*Written instruction*:
Pick out every line in the records below that contains the word "tower", and copy each of those lines.

>> START Given information

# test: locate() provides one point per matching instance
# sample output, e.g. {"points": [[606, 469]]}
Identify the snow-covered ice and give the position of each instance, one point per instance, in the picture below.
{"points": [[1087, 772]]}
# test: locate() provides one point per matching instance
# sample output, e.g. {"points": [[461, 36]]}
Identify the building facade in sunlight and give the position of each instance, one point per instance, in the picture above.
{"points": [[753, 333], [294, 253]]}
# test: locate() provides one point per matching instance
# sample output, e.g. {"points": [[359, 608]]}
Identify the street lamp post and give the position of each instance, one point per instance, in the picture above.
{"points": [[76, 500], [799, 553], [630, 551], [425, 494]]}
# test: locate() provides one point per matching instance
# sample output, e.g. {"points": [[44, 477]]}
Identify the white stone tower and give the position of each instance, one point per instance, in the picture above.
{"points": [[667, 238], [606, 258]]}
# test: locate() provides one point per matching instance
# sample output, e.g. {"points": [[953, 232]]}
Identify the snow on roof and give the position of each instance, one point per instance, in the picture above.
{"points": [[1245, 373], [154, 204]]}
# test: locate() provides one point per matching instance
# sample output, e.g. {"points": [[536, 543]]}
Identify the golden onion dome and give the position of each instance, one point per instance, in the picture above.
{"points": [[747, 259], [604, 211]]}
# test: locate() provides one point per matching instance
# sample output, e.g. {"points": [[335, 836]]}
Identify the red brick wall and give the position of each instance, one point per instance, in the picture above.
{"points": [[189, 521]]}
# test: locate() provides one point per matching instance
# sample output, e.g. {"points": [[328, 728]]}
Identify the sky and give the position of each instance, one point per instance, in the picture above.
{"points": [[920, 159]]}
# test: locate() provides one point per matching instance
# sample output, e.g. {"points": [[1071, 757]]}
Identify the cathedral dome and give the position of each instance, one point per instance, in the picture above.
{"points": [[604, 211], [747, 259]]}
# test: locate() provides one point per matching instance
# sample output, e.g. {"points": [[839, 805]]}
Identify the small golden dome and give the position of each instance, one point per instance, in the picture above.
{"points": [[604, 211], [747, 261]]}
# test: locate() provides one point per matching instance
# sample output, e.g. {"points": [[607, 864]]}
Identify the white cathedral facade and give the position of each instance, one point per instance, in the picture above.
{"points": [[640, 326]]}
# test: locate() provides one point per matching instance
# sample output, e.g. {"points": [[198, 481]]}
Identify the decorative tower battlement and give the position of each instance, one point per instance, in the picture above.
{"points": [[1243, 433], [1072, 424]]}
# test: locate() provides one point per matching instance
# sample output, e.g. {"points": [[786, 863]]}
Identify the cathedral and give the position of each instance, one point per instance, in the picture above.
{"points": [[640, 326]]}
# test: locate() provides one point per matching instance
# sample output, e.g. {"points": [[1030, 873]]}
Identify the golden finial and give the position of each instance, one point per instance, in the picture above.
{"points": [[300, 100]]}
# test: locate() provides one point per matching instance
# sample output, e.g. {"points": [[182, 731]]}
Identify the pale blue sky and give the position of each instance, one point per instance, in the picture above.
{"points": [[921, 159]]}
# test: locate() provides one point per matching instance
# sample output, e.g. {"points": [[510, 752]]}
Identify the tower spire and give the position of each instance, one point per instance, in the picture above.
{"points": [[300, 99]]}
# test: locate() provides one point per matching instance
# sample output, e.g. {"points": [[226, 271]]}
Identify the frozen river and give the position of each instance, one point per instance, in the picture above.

>> END Given information

*Solution below*:
Identify the white stone tower and give the position of each instance, one point per instance, in the picture above.
Identify the decorative tower battlement and give the position of each instance, one point per instance, in the picture above.
Identify the tower spire and give the position of each instance, one point per instance, in the picture above.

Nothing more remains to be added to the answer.